> LISTING
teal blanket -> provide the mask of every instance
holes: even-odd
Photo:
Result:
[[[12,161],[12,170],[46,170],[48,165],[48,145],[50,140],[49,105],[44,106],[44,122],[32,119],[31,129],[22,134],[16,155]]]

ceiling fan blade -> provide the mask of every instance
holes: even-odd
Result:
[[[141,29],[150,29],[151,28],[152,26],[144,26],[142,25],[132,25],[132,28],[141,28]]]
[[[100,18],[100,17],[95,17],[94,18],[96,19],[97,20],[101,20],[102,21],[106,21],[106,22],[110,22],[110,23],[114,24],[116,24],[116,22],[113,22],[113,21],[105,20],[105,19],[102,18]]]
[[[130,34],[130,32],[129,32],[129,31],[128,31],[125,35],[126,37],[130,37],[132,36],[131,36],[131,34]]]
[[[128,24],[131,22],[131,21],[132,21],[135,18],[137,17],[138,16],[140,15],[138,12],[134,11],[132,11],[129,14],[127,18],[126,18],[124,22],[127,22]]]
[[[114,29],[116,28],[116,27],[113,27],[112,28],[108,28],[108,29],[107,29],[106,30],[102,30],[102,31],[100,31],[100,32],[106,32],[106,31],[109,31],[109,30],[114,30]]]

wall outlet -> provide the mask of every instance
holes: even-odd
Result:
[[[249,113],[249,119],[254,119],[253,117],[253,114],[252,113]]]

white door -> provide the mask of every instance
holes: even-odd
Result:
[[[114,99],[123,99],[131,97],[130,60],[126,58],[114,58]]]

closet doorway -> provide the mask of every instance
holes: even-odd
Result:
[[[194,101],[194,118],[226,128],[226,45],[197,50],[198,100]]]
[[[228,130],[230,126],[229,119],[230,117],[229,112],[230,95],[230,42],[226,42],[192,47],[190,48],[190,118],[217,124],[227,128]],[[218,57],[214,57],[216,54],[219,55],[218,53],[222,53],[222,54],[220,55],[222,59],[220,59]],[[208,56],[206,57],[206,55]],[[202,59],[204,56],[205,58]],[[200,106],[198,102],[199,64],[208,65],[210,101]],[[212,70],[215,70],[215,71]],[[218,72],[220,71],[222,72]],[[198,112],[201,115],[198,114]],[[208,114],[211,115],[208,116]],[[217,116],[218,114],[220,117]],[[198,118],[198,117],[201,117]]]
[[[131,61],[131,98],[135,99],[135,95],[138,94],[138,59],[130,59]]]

> WORK REQUIRED
Rewrite everything from the line containing "closet doorway ->" down to the line containing "[[[194,101],[194,118],[226,128],[226,45],[197,50],[198,100]]]", requests included, with every coordinate in the answers shifted by -132.

> RESULT OF THE TASK
closet doorway -> provide the mask of every instance
holes: even-odd
Result:
[[[62,-31],[62,-14],[94,-4],[94,-87],[65,-82],[66,-32]]]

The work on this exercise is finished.